● **RECORDS FOR THE EXERCISE**:
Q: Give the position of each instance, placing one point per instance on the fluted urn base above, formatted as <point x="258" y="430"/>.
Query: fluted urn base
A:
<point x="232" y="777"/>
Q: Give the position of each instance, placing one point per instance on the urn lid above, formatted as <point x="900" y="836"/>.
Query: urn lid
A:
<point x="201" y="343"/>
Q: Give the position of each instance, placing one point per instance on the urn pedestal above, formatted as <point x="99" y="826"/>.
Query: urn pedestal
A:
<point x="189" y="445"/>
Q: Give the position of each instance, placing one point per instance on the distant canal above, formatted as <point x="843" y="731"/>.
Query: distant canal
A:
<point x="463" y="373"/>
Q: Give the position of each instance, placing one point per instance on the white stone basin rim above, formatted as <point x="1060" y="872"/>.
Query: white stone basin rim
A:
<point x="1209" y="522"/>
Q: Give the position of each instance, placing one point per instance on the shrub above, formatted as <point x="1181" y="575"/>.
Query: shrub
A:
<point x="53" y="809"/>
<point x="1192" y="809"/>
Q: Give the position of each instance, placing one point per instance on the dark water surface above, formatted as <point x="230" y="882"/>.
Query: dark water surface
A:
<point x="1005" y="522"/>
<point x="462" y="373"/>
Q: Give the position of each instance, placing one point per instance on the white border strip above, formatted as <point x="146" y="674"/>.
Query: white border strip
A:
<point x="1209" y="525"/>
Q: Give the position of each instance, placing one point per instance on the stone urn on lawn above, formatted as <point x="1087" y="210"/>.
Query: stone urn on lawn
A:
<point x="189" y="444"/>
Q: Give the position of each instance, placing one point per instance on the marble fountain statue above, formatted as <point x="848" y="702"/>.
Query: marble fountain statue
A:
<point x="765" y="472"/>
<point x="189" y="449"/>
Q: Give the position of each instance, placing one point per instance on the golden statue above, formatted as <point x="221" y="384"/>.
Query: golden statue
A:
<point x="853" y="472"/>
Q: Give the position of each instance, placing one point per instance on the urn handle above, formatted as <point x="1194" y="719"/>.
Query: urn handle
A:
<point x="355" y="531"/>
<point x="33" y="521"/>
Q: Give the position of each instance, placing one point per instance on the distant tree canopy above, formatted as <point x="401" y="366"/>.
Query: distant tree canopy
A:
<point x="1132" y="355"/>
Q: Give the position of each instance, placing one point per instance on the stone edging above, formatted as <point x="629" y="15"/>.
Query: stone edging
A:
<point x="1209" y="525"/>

● **WHAT YOU WILL DO**:
When you reach the end of the records, set them all down again exactly.

● **SOLUTION FOR THIS TASK**:
Q: Give the position of each instance, placing one point per instance on the fluted urn base above, formatted as <point x="258" y="430"/>.
Query: fluted urn base
A:
<point x="232" y="777"/>
Q: Give the position of each instance, placing one point per instance on the urn lid above, formatted as <point x="900" y="836"/>.
Query: urn lid
A:
<point x="201" y="343"/>
Q: Give the position of each instance, placing one point per instance on the urn pedestal above, formatted as <point x="99" y="826"/>.
Query: urn pedestal
A:
<point x="189" y="445"/>
Q: Give the position of each instance, placing one point per instance on the distant canal above, formatted as <point x="843" y="731"/>.
Query: distant canal
A:
<point x="463" y="373"/>
Q: Give the position of each instance, placing one point per instance on the white stone basin rim above, formatted as <point x="1060" y="872"/>.
Query: white stone basin rim
A:
<point x="1209" y="522"/>
Q: Give the position of each instance, placing one point per instance on the shrub above, formatted as <point x="1181" y="575"/>.
Query: shrub
A:
<point x="53" y="809"/>
<point x="1192" y="809"/>
Q: Give the position of each instance, placing one point per instance on the dark water surface above, formatted as <point x="230" y="882"/>.
Query: dark water surface
A:
<point x="1005" y="522"/>
<point x="462" y="373"/>
Q: Give the position of each instance, placing one point per instance on the white border strip above, formatted as <point x="146" y="674"/>.
Query: white border strip
A:
<point x="1209" y="525"/>
Q: Give the position of each instance, placing one point per instance on the stone urn on lawn above, formatted as <point x="1087" y="210"/>.
Query: stone urn on lawn
A:
<point x="189" y="444"/>
Q: Give the position of each instance, placing one point per instance on the marble fountain statue above, formatted as <point x="848" y="702"/>.
Query: marble fountain statue
A:
<point x="765" y="472"/>
<point x="189" y="449"/>
Q: Give the position of each instance, placing one point per instance on the golden statue above, formatted as <point x="221" y="384"/>.
Query: golden statue
A:
<point x="853" y="472"/>
Q: Give the position of each instance, placing one point per instance on the urn handle above, formatted as <point x="1194" y="719"/>.
Query: urn handle
A:
<point x="355" y="531"/>
<point x="33" y="521"/>
Q: Give the position of each instance, placing one point per instance on the distant tree canopy above, formatted as <point x="401" y="366"/>.
Query: distant tree canopy
A:
<point x="1132" y="355"/>
Q: Give the position of each instance, placing one point per instance on the stone edging above, formatted as <point x="629" y="15"/>.
Query: stone edging
A:
<point x="1209" y="525"/>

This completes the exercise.